> **GEGEBENE AUFGABE 1**
Stelle aus den Datenzeilen weiter unten den Abschnitt von der Zeile mit „Target: car on ice“ bis zum Ende der Datenzeilen als JSON-Liste von Zeichenketten dar, eine Zeichenkette pro Zeile und ohne Leerzeilen. Die Bilder bleiben in der Antwort weg.

> **GEGEBENER TEXT**
########
2. Der Antrag auf Zurückverweisung an das Arbeitsgericht kann noch nach Ablauf der
Berufungsbegründungsfrist in der Berufungsverhandlung gestellt werden.
Tenor
Auf die Berufung des Klägers wird das Urteil des Arbeitsgerichts Frankfurt am Main
vom 31. Januar 2006 – 10 Ca 6721/05 – aufgehoben und die Sache wird zur
weiteren Verhandlung – auch über die Kosten der Berufung – an das Arbeitsgericht
Frankfurt am Main zurückverwiesen.
Die Revision wird nicht zugelassen.
Tatbestand
Die Parteien streiten über die Wirksamkeit einer ordentlichen und einer weiteren
außerordentlich fristlosen, hilfsweise ordentlichen Kündigung der Beklagten
gegenüber dem Kläger.
Die Beklagte ist ein Unternehmen der Chemieindustrie.
Der am 7. Februar 1960 geborene, verheiratete Kläger ist Vater von drei Kindern.
########
> **GEGEBENE AUFGABE 2**
Welcher Branche gehört die Beklagte laut dem Urteilsauszug an?
########
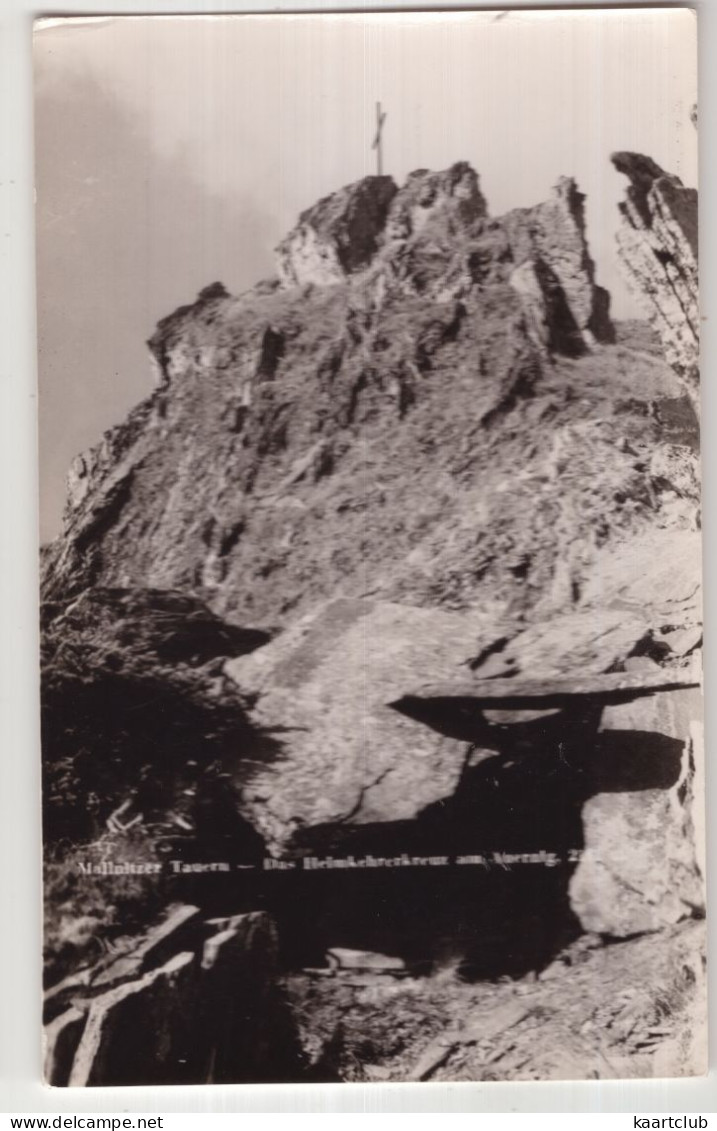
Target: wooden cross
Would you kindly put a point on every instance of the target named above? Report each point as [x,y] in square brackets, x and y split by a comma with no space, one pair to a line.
[380,118]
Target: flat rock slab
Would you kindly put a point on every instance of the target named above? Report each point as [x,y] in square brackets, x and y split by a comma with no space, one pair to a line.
[613,688]
[343,958]
[322,691]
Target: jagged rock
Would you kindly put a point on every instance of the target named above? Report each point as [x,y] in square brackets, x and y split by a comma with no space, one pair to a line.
[657,244]
[60,1039]
[139,1032]
[136,711]
[187,1003]
[338,235]
[451,197]
[550,319]
[283,455]
[167,933]
[322,688]
[552,236]
[639,870]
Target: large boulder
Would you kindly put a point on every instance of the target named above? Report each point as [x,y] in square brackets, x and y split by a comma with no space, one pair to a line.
[640,869]
[322,689]
[338,235]
[657,245]
[552,236]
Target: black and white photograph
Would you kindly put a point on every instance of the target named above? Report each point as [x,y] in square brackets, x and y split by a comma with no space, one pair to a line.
[371,614]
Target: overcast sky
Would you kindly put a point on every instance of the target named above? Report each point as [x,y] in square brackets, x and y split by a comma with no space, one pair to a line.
[176,152]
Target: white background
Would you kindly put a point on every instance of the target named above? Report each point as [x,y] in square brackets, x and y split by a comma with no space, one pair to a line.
[20,1089]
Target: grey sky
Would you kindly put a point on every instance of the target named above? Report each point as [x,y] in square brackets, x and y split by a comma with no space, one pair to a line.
[175,152]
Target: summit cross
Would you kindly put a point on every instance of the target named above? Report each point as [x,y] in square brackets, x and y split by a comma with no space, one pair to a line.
[380,118]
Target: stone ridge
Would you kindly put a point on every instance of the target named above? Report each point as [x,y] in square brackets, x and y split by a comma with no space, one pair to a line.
[552,236]
[657,244]
[338,235]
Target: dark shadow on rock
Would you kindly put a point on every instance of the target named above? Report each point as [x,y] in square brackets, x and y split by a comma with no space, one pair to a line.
[630,760]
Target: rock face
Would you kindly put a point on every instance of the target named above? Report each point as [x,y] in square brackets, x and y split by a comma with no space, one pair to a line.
[551,239]
[417,457]
[193,1002]
[658,247]
[656,881]
[338,235]
[371,434]
[348,758]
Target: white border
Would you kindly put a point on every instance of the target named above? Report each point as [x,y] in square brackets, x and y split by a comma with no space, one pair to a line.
[20,1089]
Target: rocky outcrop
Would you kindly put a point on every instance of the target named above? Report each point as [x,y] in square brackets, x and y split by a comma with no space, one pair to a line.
[192,1002]
[551,239]
[658,248]
[138,719]
[338,235]
[400,555]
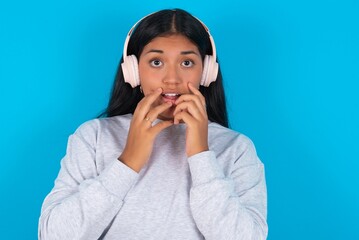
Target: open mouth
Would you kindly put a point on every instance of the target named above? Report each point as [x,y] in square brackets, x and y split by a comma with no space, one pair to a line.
[170,97]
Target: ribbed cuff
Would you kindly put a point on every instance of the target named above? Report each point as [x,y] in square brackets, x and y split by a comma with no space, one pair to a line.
[204,168]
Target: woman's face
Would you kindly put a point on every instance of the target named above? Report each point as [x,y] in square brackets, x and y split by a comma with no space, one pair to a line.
[170,63]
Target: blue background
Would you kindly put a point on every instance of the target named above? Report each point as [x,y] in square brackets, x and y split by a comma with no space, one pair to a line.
[291,78]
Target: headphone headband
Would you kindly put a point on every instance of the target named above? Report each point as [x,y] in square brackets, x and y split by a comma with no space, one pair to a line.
[130,63]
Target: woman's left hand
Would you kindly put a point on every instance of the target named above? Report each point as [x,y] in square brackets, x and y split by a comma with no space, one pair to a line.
[191,109]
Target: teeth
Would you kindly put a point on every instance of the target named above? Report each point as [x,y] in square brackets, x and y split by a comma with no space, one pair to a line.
[171,94]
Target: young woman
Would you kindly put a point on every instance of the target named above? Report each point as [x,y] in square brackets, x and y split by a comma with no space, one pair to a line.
[161,163]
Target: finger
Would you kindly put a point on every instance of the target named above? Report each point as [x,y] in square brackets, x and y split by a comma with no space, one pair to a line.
[196,92]
[191,108]
[156,129]
[145,104]
[154,112]
[185,117]
[198,99]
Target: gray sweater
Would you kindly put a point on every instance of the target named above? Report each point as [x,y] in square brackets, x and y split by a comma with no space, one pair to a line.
[217,194]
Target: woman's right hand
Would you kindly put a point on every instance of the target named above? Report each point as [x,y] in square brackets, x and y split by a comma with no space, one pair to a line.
[142,133]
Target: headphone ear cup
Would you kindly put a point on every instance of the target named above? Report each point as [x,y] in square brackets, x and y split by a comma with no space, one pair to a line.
[130,70]
[210,70]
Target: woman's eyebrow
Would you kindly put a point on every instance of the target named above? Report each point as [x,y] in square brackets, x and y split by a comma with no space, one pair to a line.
[188,52]
[154,51]
[182,52]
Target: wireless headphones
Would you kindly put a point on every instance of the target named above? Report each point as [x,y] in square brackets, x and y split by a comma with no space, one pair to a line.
[130,63]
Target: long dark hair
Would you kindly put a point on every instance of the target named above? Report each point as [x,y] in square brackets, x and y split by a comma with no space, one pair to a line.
[124,98]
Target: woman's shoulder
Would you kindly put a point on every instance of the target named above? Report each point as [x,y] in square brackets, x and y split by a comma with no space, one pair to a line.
[96,125]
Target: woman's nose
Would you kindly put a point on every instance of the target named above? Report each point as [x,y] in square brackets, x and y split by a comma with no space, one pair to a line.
[172,75]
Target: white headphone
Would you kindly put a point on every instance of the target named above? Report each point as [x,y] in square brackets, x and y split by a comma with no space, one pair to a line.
[130,63]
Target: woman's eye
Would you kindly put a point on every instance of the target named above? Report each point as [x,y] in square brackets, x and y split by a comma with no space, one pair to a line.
[187,63]
[156,63]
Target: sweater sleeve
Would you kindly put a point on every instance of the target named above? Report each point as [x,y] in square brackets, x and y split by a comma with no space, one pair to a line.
[233,206]
[83,203]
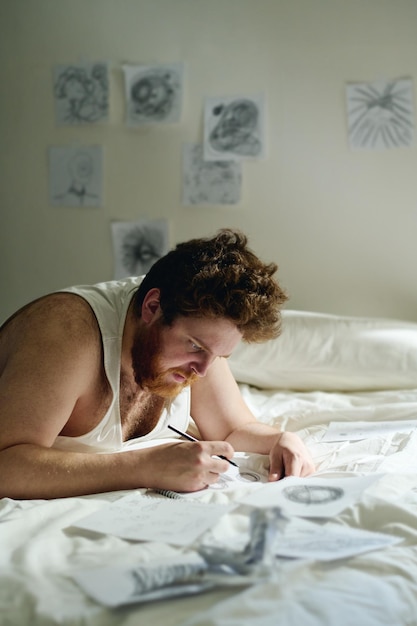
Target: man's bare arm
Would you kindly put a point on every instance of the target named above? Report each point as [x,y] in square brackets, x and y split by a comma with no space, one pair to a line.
[29,471]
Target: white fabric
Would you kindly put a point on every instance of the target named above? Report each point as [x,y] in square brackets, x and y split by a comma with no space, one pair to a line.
[329,352]
[110,302]
[38,552]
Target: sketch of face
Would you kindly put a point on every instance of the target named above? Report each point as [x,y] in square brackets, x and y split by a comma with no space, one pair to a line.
[81,168]
[153,95]
[141,247]
[234,130]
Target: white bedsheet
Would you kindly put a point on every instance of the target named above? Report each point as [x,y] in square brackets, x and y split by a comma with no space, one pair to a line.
[39,551]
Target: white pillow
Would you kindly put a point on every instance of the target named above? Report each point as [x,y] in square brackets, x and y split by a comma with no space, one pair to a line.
[318,351]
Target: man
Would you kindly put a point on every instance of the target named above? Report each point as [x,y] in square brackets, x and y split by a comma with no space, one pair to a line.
[91,377]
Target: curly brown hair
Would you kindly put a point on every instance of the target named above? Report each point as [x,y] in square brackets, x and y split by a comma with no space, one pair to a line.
[218,277]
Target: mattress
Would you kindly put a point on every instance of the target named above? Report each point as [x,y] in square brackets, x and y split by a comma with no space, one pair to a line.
[348,387]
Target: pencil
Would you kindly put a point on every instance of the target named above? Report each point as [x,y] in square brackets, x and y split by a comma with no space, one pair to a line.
[191,438]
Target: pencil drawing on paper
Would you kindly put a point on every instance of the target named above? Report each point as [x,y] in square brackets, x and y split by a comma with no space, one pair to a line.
[75,176]
[209,182]
[137,245]
[233,128]
[153,94]
[380,115]
[312,494]
[81,93]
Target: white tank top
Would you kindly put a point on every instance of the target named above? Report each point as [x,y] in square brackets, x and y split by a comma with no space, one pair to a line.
[110,302]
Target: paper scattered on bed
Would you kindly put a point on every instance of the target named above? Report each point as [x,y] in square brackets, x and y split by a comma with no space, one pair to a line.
[118,585]
[355,431]
[310,497]
[324,543]
[143,518]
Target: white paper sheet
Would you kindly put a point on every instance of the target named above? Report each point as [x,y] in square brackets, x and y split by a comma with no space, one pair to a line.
[143,518]
[355,431]
[310,497]
[322,543]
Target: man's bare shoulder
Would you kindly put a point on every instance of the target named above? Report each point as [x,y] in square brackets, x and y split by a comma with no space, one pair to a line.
[61,320]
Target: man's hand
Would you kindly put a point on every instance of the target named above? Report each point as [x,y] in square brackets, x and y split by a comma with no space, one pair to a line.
[186,466]
[289,457]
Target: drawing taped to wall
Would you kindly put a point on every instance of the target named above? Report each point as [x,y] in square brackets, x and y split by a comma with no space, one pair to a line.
[153,93]
[234,128]
[209,182]
[137,245]
[81,93]
[380,114]
[75,176]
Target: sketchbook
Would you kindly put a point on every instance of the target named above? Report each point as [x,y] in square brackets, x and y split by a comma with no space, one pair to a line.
[144,518]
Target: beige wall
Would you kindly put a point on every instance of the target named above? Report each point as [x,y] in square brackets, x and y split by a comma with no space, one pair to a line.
[342,225]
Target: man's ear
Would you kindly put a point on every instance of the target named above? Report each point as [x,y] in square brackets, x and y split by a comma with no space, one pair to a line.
[150,305]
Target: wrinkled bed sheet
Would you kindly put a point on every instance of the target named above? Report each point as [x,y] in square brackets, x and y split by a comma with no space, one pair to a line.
[39,551]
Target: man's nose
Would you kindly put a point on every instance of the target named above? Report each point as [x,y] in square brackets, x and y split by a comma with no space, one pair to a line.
[201,363]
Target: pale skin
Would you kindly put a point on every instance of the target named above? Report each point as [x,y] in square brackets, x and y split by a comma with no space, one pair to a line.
[52,382]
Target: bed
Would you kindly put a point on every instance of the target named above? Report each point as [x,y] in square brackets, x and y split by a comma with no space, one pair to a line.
[353,377]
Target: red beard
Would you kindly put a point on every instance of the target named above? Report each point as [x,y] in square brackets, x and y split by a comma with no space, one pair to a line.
[146,359]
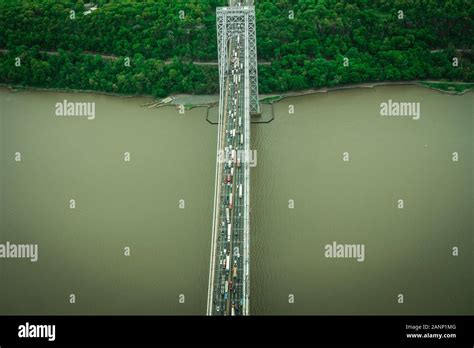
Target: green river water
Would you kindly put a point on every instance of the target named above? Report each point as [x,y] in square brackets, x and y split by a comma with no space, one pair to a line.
[139,204]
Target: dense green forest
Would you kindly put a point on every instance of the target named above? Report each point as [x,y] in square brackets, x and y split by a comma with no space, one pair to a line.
[305,41]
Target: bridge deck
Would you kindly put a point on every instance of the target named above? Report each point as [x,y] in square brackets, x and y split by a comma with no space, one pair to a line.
[229,265]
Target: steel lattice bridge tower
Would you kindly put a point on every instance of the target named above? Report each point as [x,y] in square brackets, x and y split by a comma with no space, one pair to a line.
[228,292]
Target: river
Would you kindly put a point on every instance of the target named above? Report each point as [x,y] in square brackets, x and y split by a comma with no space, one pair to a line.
[303,197]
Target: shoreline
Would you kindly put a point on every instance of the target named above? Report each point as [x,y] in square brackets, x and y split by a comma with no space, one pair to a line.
[196,100]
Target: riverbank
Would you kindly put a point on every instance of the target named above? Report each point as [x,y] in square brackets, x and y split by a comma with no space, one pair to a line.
[207,100]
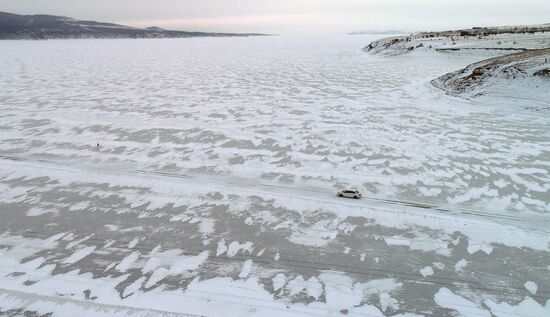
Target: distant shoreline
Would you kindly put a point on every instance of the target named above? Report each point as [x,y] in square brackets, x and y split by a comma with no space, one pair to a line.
[46,27]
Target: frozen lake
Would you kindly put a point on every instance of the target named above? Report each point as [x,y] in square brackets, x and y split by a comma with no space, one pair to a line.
[311,112]
[216,172]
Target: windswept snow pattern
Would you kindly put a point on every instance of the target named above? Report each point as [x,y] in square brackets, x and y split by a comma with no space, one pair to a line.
[212,190]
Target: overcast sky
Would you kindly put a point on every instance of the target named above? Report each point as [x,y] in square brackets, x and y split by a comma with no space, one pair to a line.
[294,16]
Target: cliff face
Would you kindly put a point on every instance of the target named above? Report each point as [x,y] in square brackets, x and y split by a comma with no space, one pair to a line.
[519,66]
[14,26]
[526,74]
[500,40]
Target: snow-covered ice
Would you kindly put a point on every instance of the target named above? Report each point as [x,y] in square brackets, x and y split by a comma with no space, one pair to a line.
[213,189]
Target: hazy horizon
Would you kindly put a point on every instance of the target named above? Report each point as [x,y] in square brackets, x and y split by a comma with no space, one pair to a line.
[294,17]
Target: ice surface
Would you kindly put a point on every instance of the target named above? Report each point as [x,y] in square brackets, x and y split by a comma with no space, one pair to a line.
[212,191]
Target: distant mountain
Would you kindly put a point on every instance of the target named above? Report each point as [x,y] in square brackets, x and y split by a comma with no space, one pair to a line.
[15,26]
[378,32]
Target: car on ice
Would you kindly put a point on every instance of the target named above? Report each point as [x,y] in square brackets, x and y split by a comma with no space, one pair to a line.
[349,193]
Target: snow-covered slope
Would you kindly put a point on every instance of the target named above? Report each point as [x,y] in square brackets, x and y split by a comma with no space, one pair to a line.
[525,74]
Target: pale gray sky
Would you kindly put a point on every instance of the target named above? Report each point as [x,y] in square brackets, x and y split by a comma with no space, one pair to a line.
[294,16]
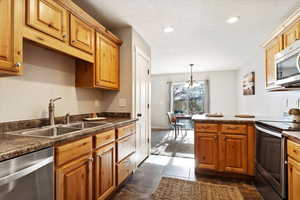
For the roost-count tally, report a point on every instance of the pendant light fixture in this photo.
########
> **FERTIGE ANTWORT 1**
[
  "Target: car on ice",
  "Would you kindly put a point on every instance of the target named above? Report each point as [x,y] in square brackets, x and y split by a comma with no space, one pair to a line.",
  "[349,193]",
  "Target: snow-covered slope",
  "Would you kindly put a point on every instance of the target named above? Report each point as [x,y] in square brackets, x and y split by a comma with no space, one pair to a line.",
  "[525,74]",
  "Target: pale gray sky",
  "Would you kindly put a point on every instance of the target named above? Report each point as [x,y] in square brackets, x and y split by a comma with no space, one pair to a line.",
  "[294,16]",
  "For the roost-count tally, report a point on every instance of the pendant light fixture in this photo."
]

> **FERTIGE ANTWORT 2**
Der Chemieindustrie.